Print the items below line by line, without changing a single character.

### Records supplied
.....

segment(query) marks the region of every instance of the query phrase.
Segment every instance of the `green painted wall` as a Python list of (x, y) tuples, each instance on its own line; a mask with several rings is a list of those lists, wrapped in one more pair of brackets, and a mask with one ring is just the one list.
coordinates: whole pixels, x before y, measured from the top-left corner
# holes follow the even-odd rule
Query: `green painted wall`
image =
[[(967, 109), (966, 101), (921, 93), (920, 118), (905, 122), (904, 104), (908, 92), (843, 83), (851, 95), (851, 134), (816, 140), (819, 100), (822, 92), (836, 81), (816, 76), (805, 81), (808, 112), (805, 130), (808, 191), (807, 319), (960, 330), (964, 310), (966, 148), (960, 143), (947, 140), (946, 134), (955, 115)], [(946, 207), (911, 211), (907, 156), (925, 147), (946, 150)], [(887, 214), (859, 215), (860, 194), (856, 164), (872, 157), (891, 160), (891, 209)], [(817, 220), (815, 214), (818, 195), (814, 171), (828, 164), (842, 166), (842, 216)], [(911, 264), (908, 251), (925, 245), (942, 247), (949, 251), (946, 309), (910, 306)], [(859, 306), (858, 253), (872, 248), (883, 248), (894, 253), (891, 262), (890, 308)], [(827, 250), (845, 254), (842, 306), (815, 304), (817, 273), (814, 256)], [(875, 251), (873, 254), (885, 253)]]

.....

### Final result
segment(query) marks the region of every instance of the query phrase.
Segment every instance of the `green painted wall` as a Python list of (x, y) tuples, each instance on its own line; a mask with several rings is a list of those lists, wrapped in one more pair of brackets, and a mask with one ring is just the one list.
coordinates: whole pixels, x before y, measured from the top-left corner
# holes follow the even-odd rule
Query: `green painted wall`
image =
[[(967, 109), (966, 101), (921, 93), (920, 118), (905, 122), (904, 104), (908, 92), (843, 83), (851, 95), (851, 134), (816, 140), (819, 100), (822, 92), (836, 81), (816, 76), (805, 81), (808, 112), (805, 130), (808, 191), (807, 319), (960, 330), (964, 310), (966, 148), (960, 143), (947, 140), (946, 134), (955, 115)], [(946, 207), (911, 211), (907, 156), (925, 147), (946, 150)], [(887, 214), (859, 215), (860, 194), (856, 164), (872, 157), (891, 160), (891, 209)], [(817, 220), (815, 214), (818, 195), (814, 171), (828, 164), (842, 166), (842, 216)], [(911, 264), (908, 251), (925, 245), (942, 247), (949, 251), (946, 309), (910, 306)], [(859, 306), (858, 253), (872, 248), (883, 248), (894, 253), (891, 262), (890, 308)], [(827, 250), (845, 254), (842, 306), (815, 304), (817, 273), (814, 256)], [(875, 251), (873, 254), (885, 253)]]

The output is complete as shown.